Start of DATASET CONTENT
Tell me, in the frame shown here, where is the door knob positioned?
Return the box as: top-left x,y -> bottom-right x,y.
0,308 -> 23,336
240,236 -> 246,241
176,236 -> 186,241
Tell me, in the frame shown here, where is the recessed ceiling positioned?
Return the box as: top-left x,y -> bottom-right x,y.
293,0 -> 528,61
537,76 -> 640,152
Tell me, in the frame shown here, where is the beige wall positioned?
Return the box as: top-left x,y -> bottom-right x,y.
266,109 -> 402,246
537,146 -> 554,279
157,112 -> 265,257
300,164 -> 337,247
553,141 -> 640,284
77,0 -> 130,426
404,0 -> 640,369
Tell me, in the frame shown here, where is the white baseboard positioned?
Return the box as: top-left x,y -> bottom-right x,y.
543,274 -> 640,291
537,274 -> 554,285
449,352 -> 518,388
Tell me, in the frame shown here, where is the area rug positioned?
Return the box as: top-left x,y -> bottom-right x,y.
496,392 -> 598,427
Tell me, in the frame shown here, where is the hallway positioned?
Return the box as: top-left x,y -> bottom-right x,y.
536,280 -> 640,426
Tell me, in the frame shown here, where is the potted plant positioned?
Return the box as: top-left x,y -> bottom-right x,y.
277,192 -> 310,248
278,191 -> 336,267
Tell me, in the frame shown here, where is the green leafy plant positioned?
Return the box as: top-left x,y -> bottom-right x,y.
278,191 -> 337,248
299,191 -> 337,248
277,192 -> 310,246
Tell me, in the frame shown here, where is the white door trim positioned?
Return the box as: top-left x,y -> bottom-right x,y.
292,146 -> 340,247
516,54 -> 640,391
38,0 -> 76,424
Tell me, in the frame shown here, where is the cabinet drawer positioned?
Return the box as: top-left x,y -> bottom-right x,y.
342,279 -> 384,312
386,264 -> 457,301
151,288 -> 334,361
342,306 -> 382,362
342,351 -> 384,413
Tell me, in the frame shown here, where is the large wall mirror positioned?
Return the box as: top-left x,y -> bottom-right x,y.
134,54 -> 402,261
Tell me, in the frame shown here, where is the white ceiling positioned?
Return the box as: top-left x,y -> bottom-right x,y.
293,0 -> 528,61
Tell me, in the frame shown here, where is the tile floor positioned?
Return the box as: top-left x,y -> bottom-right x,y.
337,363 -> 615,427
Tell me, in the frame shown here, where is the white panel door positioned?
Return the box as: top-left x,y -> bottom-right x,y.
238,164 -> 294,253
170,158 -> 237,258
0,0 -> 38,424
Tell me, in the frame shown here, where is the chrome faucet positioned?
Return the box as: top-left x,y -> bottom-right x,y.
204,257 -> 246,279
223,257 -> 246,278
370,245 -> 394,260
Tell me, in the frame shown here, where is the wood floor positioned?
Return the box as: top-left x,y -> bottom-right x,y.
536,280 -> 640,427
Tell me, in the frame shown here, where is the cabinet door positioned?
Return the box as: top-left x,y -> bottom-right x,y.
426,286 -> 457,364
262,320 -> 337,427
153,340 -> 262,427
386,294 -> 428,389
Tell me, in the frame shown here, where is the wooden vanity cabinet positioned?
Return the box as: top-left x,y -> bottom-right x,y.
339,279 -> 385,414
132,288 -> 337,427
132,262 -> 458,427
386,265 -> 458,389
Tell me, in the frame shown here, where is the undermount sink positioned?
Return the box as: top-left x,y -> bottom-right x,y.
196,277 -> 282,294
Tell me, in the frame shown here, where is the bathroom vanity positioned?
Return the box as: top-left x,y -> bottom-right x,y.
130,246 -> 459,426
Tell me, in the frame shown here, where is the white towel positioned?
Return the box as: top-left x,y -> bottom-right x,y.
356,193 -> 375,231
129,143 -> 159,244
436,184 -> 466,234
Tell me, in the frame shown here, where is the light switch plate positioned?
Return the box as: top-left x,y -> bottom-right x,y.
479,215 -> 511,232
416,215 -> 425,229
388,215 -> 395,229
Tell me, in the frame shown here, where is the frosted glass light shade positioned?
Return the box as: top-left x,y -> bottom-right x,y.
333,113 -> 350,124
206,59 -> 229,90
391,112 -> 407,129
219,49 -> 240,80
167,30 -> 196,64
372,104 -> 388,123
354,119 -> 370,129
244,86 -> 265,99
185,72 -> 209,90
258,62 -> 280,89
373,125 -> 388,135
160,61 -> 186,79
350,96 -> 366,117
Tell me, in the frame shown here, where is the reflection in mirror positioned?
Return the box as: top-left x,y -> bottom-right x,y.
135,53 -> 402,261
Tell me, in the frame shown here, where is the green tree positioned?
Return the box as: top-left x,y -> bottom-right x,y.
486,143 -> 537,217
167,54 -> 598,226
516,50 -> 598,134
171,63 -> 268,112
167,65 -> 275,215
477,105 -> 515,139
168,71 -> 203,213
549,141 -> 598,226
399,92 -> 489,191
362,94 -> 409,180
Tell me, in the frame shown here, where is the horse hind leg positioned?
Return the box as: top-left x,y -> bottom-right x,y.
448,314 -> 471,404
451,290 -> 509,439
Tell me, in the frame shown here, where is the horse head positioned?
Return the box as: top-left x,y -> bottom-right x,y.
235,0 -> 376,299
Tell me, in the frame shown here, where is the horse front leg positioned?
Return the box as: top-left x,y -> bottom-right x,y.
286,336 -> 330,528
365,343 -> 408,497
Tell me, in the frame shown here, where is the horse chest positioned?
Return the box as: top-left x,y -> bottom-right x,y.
End of DATASET CONTENT
From the entries above, write out only the lines starting at the line that holds "Tell me, in the frame shown here, where is the potted" and ending at the line that holds "leafy plant positioned?", keeping both and matching them exactly.

Tell me, in the frame shown here, where is the potted plant positioned?
Return the box as: top-left x,y -> bottom-right x,y.
277,192 -> 310,248
278,191 -> 336,267
Tell me, in the frame shown here, where is the green leafy plant positioned?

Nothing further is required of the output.